Referring expression data
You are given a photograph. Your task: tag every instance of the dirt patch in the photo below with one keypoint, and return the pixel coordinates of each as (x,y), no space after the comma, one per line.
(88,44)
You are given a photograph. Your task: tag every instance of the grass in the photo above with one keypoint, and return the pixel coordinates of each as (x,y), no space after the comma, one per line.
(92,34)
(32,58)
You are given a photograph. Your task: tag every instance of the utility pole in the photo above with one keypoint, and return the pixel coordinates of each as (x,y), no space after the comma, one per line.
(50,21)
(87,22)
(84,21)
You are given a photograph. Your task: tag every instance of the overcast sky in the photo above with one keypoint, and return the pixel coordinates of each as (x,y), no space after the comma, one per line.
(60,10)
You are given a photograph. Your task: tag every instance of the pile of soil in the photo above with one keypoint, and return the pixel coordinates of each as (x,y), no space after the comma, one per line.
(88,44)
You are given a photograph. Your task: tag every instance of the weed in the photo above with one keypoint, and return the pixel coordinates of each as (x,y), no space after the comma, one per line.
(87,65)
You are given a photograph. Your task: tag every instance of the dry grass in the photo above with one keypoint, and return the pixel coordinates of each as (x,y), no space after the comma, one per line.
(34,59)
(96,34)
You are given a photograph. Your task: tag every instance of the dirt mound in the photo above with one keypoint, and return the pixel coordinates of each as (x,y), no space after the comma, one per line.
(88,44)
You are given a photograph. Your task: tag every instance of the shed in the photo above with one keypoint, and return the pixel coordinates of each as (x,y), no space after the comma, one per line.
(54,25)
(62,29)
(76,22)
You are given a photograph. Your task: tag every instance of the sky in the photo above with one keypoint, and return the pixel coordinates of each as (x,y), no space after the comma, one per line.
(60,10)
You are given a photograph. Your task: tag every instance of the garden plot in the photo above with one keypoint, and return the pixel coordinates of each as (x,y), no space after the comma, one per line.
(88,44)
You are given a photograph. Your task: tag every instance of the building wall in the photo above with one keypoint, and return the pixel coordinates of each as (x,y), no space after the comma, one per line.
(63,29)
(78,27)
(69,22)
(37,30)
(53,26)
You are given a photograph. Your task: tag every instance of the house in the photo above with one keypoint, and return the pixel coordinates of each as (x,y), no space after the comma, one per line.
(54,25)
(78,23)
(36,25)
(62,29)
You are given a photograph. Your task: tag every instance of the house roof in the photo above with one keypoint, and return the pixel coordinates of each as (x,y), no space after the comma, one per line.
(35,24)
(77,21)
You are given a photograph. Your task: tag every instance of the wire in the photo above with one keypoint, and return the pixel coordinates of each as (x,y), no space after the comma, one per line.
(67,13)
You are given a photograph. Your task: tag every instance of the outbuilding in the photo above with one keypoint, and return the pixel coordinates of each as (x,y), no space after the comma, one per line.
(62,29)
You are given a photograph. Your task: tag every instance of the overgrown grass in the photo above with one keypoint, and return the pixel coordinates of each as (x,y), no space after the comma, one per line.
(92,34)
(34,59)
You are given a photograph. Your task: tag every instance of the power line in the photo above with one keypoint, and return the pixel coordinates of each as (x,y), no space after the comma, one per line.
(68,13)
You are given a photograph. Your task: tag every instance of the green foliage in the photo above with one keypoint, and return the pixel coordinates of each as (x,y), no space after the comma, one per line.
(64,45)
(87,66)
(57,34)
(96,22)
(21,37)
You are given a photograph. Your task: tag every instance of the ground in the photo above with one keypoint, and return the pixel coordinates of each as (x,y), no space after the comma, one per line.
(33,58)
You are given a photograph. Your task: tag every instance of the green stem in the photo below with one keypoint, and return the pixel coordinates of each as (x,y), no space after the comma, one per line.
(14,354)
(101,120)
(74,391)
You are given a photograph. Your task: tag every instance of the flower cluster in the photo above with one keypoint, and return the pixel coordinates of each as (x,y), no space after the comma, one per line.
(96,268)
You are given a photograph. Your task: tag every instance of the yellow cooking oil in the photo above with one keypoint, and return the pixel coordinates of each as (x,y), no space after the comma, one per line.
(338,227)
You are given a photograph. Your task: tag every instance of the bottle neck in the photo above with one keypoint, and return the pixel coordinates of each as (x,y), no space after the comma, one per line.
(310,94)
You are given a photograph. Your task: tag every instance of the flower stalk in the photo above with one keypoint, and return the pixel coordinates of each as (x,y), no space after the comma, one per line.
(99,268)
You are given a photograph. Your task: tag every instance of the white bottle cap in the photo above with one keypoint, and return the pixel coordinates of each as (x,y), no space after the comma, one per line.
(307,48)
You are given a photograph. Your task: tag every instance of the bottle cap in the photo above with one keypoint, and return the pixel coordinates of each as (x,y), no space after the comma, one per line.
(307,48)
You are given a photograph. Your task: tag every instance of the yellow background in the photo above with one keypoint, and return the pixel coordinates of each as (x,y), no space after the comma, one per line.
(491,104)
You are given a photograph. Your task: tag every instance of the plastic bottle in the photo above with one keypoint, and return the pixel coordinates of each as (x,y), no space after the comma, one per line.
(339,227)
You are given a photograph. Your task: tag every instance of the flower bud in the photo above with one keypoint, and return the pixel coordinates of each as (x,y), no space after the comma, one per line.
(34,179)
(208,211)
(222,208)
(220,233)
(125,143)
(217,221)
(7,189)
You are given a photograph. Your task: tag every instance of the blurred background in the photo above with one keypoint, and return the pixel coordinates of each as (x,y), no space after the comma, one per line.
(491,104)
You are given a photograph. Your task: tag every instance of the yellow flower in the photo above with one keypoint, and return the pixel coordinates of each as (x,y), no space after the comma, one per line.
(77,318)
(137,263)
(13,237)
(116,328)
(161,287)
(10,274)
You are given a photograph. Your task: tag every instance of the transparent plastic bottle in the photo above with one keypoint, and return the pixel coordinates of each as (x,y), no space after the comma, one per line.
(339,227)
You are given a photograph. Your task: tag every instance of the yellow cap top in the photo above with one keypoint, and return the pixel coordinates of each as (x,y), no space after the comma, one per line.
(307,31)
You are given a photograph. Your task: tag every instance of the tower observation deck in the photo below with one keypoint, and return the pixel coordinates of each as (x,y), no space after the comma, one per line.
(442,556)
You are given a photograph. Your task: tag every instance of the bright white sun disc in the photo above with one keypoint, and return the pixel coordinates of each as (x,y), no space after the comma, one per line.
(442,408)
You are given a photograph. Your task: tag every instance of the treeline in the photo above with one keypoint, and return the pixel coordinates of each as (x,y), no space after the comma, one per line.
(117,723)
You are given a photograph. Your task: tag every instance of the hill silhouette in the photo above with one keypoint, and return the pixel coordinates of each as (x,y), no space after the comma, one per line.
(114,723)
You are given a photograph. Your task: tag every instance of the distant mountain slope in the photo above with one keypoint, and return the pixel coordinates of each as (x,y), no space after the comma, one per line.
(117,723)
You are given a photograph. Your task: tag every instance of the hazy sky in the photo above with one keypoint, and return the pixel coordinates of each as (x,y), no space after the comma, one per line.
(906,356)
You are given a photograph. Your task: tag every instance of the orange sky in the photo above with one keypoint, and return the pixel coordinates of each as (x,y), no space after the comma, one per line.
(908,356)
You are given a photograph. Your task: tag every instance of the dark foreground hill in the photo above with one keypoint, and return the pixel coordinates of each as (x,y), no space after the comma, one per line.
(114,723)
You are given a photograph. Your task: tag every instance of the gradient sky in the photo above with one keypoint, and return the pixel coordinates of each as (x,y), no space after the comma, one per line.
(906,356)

- What needs to be done
Word for word, return the entire set of entries.

- Result of the exercise
You are given a photograph. Your task: tag every instance of the dirt patch in the photo below with one keypoint, and return the pixel coordinates of each as (x,y), no space after the comma, one per line.
(88,44)
You are given a photograph. Your task: tag every instance of the grass in the photo above with one keypoint, and return the pixel coordinates of each as (x,y), no space after the comma, one per line.
(92,34)
(32,58)
You are given a photograph. Your task: tag every instance of the utility pole in the photo above with one keypoint, and return the pixel coordinates of each as (x,y), no space after the comma, one per line.
(50,21)
(87,22)
(84,21)
You are given a photograph. Your task: tag every instance of the overcast sky in the photo above with one keypoint, and return the pixel coordinates of each as (x,y), no space after the comma, one per line.
(60,10)
You are given a photograph. Your task: tag every instance of the pile of soil in the photo above with one keypoint, and return the pixel coordinates of each as (x,y), no space after the comma, one per line.
(88,44)
You are given a photograph. Your task: tag every instance of the weed in the photo above with one keypoint, and return the pixel coordinates of each as (x,y), no space after the comma, one per line.
(87,65)
You are given a photograph. Your task: tag every instance of the dry grass in the photo above with one keypoint, and return the pixel coordinates of each as (x,y), no space after the comma, one per line.
(34,59)
(96,34)
You are given a photograph. Your task: tag every instance of the dirt mound in the photo above with one keypoint, and return the pixel coordinates of each as (x,y), no space after the comma, one per line.
(88,44)
You are given a photograph. Your task: tag every instance of the shed in the photo above with one keypoint, and return the pixel coordinates of each as (x,y), no space after the comma, one per line.
(54,25)
(62,29)
(76,22)
You are given a photograph. Your task: tag every instance of the sky in the photo above with one keypoint, and return the pixel coordinates of each as (x,y), no space after the comma, one per line.
(60,10)
You are given a photograph. Your task: tag every instance of the garden plot in the photo above with one keypoint, and return the pixel coordinates of each as (x,y), no space after the comma, one per line.
(88,44)
You are given a photograph. Your task: tag every instance of the building wall in the photo above with one keypoint, and return the pixel coordinates of each as (x,y), no space after the comma, one per line.
(63,29)
(78,27)
(69,22)
(37,30)
(53,26)
You are given a photograph. Your task: tag every instance of the house in the photo above with one keypoint, and return the pixel coordinates of each as (x,y), no space after the comma, one per line.
(54,25)
(78,23)
(36,25)
(62,29)
You are given a photograph. Your task: tag every instance of the house roof in the photo above with one keypoint, and return the pixel coordinates of each as (x,y), no space after the comma, one per line.
(35,24)
(77,21)
You are given a photograph. Your task: tag every instance of the wire in the photo above with one keypoint, and return the pixel coordinates of each as (x,y), no space after the comma, one per line.
(67,13)
You are given a photograph. Your task: tag every instance of the outbuilding in the photo above with one keypoint, and return the pixel coordinates of each as (x,y), no space after the comma, one per line.
(62,29)
You are given a photograph. Your task: tag every instance of the overgrown grass in the photo above with one keypoint, and return the pixel coordinates of each as (x,y), no space after the comma, one per line.
(92,34)
(34,59)
You are given a photograph. Your task: tag every instance of the power line in the photo above with one keypoint, and return the pixel coordinates of each as (x,y), no space after the comma, one per line.
(68,13)
You are given a photograph. Your task: tag every instance of the green foliage in the photo above with one keypoint, and return the pixel coordinates of each as (x,y), no space after the comma, one per line.
(64,45)
(87,66)
(57,34)
(96,22)
(21,37)
You are given a photograph. Your task: tag every instance of the ground in the photo above with one keypoint, and return the pixel coordinates of each as (x,y), no space after the comma, one per line.
(33,58)
You are given a photograph. Your task: tag every instance of the green stem in the photo below with one keypoint, and return the pixel coordinates of each as (x,y), no space after the comma, one per line.
(14,354)
(101,120)
(74,391)
You are given a photograph. Your task: tag every instance of the flower cluster in the photo above with one keypoint, and return the pixel coordinates of each as (x,y), no space after the comma, one per line.
(96,268)
You are given a photograph. Your task: tag every instance of the yellow cooking oil in the photo above with one keypoint, and return the pixel coordinates of each as (x,y), no space after the comma, one per line.
(338,227)
You are given a photograph. Your task: tag every instance of the bottle neck in the photo above with one keypoint, and return the pixel coordinates of each as (x,y), no space after the comma, one per line.
(310,94)
You are given a photograph. Your task: tag every instance of the flower stalk in the photo above with one keypoint, and return the pixel coordinates of each as (x,y), no space after the comma, one per line.
(99,268)
You are given a photograph. Your task: tag every instance of the white bottle cap in the photo above with one keypoint, and return the pixel coordinates of each as (x,y), no space after the comma, one per line.
(307,48)
You are given a photograph. Your task: tag every instance of the bottle cap in the photo above with one keypoint, and return the pixel coordinates of each as (x,y), no space after the comma, one per line.
(307,48)
You are given a photograph. Your task: tag every instance of the yellow background in the photo above with one keypoint, and return the pixel coordinates of each as (x,y), no space after the comma, one per line.
(491,104)
You are given a photograph. Your task: tag every instance of the plastic bottle in the photo above with one keypoint, and return the pixel coordinates of each as (x,y), no space after the comma, one per line.
(339,227)
You are given a photograph. Your task: tag every instance of the flower bud in the photo above with one keypoint, and return the pixel coordinates of each as (x,y), no space after the comma, one per line.
(34,179)
(208,211)
(222,208)
(220,233)
(125,143)
(217,221)
(7,189)
You are given a photograph. Your task: tag every instance of the blurred background in the photo above with one keypoint, and return the pixel coordinates of each as (x,y), no space after the comma, one per line.
(491,104)
You are given a photograph. Your task: tag every instance of the yellow flower in the photo above with one keypoint, and return the pixel coordinates of each as (x,y), no space after the comma, one per line.
(77,318)
(137,263)
(13,237)
(116,328)
(161,287)
(10,274)
You are given a photograph. Your task: tag every instance of the transparent plastic bottle in the photo above with one keypoint, and return the pixel coordinates of each as (x,y), no space after the comma, one per line.
(339,227)
You are given a photograph. Your task: tag every instance of the yellow cap top in the photo above with one keypoint, and return the pixel coordinates of each as (x,y), no space after the comma, one per line.
(307,31)
You are given a photograph. Your task: tag every instance of the tower observation deck in the photo below with one keypoint, and return the pixel coordinates of each as (x,y), no space after the comma, one per line.
(442,556)
You are given a photograph. Your task: tag every instance of the bright white sun disc in the photo above with one keypoint, and return the pixel coordinates of each as (x,y), no space after the comma, one per line.
(442,408)
You are given a photograph. Your task: tag every instance of the treeline in the photo above with one keypoint, and return the pixel coordinates of each as (x,y), no space after the comma, one per line.
(117,723)
You are given a photograph. Your task: tag every instance of the hill silhouette in the photo above with one keypoint, and return the pixel coordinates of each as (x,y), no space after the comma, one per line.
(114,723)
You are given a photograph. Your task: tag every instance of the distant mountain slope in the photo above with one keypoint, and return the pixel coordinates of each as (x,y), no space after the comma, one per line.
(117,723)
You are given a photograph. Your task: tag every instance of the hazy sky in the photo above with one keypoint, and return the pixel coordinates of each as (x,y), no space after the comma, one per line.
(906,356)
You are given a photograph. Your task: tag every instance of the orange sky in the photo above with one keypoint, and return the pixel coordinates of each as (x,y), no space after the comma, one per line.
(908,356)
You are given a photograph. Your task: tag every instance of the dark foreground hill in the photo above with one keypoint, and return the pixel coordinates of each as (x,y), no space after the comma, one per line.
(114,723)
You are given a photograph. Your task: tag every instance of the gradient sky in the photo above with one keypoint, and return the pixel coordinates of each as (x,y), no space after the comma, one per line.
(906,356)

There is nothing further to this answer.